- _Extracted text_:
══════
“Twenty-something Socialist,” a single by the Crystal Casino Band that dropped earlier this year, starts with a bright guitar hook. Then the rest of the band comes in, and the song starts to sound like it could fit right into a 2010s Tumblr playlist that also features Two Door Cinema Club and Grouplove. But when Pete Stevens begins to sing, it sounds like he has something a bit heavier on his mind than what you may expect from a sunshine-soaked indie-rock track.
“I think this life’s much more/ Than leading families still built for the nuclear war,” Stevens declares, a hint of anger in his voice. “If you don’t want to conform/ Go quit your nine-to-five if you’re self-aware of your self-worth.” The song’s musical flourishes hearken back to a genre of music that thrived a decade ago, but by the bridge, its lyrics firmly plant it in the present: “The billionaires went up to space/ Sky’s no limit when you can pay/ But we can’t escape our fate.”
The Crystal Casino Band like to operate within this tension: Their music often sounds upbeat and carefree, but their lyrics can veer dark, complex, and—increasingly so—political. In addition to mentions of Jeff Bezos and Elon Musk, their upcoming album, set to be released in February 2023, touches on the insurrection of the U.S. Capitol, the COVID-19 pandemic, and former president Lyndon B. Johnson.
“The vibe is just like, being a young person in your 20s in the nation’s capital while all this shit is going on,” Stevens says.
The boys in the band—Stevens on lead vocals and guitar, Jarrod Hendricks on guitar, Joey Mamlin on drums, and Jordan Mullaney on bass—met as students at George Washington University, which they graduated from in 2019. Mamlin and Stevens began writing together in 2015 as the Colonies, a band name that referred to their school’s mascot. They grew increasingly uncomfortable with the name’s imperialist connotation, and changed it in 2020. “It was important to not defend that odd choice we made five years before, when we were 18,” Mamlin says. (This summer, GW retired the Colonials moniker as well.)
══════
- _Data shown_:
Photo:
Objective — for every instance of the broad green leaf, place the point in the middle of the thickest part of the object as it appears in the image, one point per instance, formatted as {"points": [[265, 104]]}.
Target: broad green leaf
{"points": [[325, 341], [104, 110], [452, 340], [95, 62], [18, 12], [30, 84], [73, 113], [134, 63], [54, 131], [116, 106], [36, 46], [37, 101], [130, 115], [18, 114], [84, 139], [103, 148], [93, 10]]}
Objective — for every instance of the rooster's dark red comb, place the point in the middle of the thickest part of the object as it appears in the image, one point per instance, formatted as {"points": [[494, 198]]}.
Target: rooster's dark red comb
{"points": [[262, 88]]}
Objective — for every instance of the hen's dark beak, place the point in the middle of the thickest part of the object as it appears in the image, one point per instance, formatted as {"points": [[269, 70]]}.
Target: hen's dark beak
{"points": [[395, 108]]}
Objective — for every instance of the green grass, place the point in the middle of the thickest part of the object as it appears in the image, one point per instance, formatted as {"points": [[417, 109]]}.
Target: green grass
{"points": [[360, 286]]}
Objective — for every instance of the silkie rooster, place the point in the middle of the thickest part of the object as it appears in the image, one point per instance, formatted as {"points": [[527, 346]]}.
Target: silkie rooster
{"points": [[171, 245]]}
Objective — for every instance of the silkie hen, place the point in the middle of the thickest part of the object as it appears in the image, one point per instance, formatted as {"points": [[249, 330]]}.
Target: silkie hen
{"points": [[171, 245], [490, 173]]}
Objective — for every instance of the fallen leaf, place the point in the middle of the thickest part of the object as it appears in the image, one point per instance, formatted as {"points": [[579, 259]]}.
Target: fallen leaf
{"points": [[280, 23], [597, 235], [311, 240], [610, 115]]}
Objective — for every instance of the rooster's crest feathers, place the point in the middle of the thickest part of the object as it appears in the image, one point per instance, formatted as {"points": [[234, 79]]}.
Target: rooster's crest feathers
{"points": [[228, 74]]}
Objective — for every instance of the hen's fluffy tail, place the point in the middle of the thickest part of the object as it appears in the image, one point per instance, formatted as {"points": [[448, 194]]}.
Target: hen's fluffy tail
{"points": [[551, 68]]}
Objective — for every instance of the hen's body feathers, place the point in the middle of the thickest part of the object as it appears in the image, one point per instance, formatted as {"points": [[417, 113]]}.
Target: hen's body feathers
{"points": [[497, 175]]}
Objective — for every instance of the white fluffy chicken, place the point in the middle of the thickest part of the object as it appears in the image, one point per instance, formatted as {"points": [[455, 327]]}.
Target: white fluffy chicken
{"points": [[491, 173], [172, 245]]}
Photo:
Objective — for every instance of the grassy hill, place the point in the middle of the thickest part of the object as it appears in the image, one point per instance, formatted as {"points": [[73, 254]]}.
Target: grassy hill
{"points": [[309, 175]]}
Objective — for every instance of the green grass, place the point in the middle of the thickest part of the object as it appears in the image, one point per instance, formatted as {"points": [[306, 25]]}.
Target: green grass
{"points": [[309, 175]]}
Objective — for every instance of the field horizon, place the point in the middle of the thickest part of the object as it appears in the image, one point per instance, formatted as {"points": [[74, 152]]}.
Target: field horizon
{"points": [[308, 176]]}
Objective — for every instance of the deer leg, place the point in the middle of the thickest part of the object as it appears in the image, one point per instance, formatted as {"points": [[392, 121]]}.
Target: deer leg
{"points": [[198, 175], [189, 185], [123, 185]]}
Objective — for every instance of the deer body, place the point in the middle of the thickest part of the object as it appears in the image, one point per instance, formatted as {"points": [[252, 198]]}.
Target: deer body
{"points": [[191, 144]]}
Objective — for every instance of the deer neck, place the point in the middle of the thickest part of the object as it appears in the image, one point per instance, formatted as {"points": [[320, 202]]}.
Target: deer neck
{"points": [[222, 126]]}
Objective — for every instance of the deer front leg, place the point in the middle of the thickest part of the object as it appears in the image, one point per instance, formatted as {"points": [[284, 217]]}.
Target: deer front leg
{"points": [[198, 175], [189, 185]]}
══════
- _Brief 1_:
Name each member of the band in the article about the Crystal Casino Band, along with what he plays.
- _Brief 2_:
Extend the article about the Crystal Casino Band with a few more paragraphs, picking up right after its last sentence.

- _Expected output 1_:
Pete Stevens: lead vocals and guitar
Jarrod Hendricks: guitar
Joey Mamlin: drums
Jordan Mullaney: bass

- _Expected output 2_:
As the Crystal Casino Band’s lyrics evolve and complicate, so do their musical arrangements. Their upcoming album features the ukulele, mandolin, 12-string guitar, harmonica, and trumpet. Though Stevens is the band’s lead singer and principal songwriter, the rest of the band is singing, writing, and generally becoming “more confident, and finding our own voices” on this album, Hendricks says.
They’re also establishing a voice for young people who live in D.C. “It’s not Brooklyn, it’s not L.A.—it’s D.C.,” Mamlin says. The band is not planning on abandoning it anytime soon, either. “We have a scene here, and we’re a part of it.”
In July, the band reached a milestone in their career when they sold out Union Stage. On Sept. 24, they’re playing DC9 Nightclub (right on the heels of their next single, “Antlers,” dropping on Sept. 23). They’ve played the venue before, but Mullaney still talks about it with wide eyes. “I took a class in college that was about the D.C. punk scene,” he says. “And I always think about it, and how it still lingers in the venues we play.”
By no means are the Crystal Casino Band punk, but they’ve got something in common with the storied local genre: Underneath their catchy guitar riffs and harmonies, the spirit of disaffected youth buzzes. As they sang it themselves: “When life’s like this/ All the 20-something socialists got 20-something bones to pick.”
The Crystal Casino Band play at 7:30 p.m. on Sept. 24 at DC9. dc9.club. $15.